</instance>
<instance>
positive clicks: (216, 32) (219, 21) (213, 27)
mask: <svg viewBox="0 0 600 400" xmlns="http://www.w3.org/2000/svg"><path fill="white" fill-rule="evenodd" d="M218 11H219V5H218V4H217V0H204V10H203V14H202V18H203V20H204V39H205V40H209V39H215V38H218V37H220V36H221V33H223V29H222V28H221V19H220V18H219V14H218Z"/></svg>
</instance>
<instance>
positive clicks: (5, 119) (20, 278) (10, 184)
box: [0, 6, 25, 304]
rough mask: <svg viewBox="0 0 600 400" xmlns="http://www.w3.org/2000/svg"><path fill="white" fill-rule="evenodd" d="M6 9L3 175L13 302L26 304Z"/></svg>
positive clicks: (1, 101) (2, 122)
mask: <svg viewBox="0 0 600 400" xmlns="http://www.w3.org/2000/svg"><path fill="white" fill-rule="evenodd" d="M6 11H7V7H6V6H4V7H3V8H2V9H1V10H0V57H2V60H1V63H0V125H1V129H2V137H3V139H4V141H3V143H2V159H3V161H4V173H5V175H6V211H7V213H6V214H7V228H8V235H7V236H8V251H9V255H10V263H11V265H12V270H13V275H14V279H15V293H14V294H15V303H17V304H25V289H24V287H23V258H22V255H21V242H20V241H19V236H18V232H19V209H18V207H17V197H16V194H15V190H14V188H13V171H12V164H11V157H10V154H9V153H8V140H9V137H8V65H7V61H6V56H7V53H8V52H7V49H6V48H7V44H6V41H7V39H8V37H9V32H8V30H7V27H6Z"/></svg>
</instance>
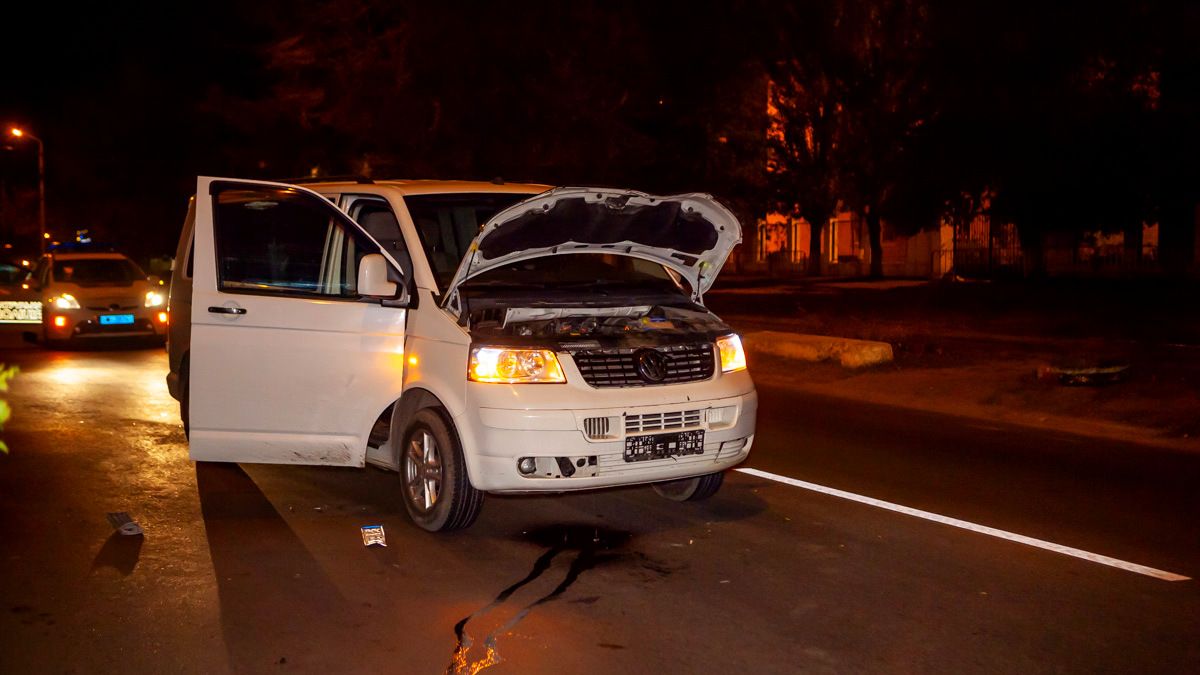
──────
| TASK |
Lay out all of the material above as a numbered list with one entry per line, omitting blank lines and leaving out the pictures.

| SOLUTION |
1. </instance>
2. <instance>
3. positive clicks: (216, 32) (219, 21) (213, 27)
4. mask: <svg viewBox="0 0 600 400" xmlns="http://www.w3.org/2000/svg"><path fill="white" fill-rule="evenodd" d="M218 11H219V5H218V4H217V0H204V10H203V14H202V18H203V20H204V39H205V40H209V39H215V38H218V37H220V36H221V33H223V29H222V28H221V19H220V18H219V14H218Z"/></svg>
5. </instance>
6. <instance>
7. positive clicks: (5, 119) (20, 278) (10, 184)
8. box: [0, 6, 25, 304]
9. rough mask: <svg viewBox="0 0 600 400" xmlns="http://www.w3.org/2000/svg"><path fill="white" fill-rule="evenodd" d="M6 9L3 175L13 302L26 304Z"/></svg>
10. positive clicks: (1, 101) (2, 122)
11. mask: <svg viewBox="0 0 600 400" xmlns="http://www.w3.org/2000/svg"><path fill="white" fill-rule="evenodd" d="M6 11H7V7H6V6H4V7H3V8H2V9H1V10H0V57H2V60H1V63H0V125H1V129H2V137H3V139H4V141H3V143H2V159H3V161H4V173H5V175H6V211H7V213H6V214H7V228H8V235H7V236H8V251H9V255H10V263H11V265H12V270H13V275H14V279H15V293H14V294H15V303H17V304H25V289H24V287H23V258H22V255H21V242H20V241H19V236H18V232H19V209H18V207H17V197H16V194H15V190H14V188H13V171H12V164H11V157H10V154H9V153H8V140H9V137H8V65H7V61H6V56H7V53H8V52H7V49H6V48H7V44H6V41H7V39H8V37H9V32H8V30H7V27H6Z"/></svg>
12. </instance>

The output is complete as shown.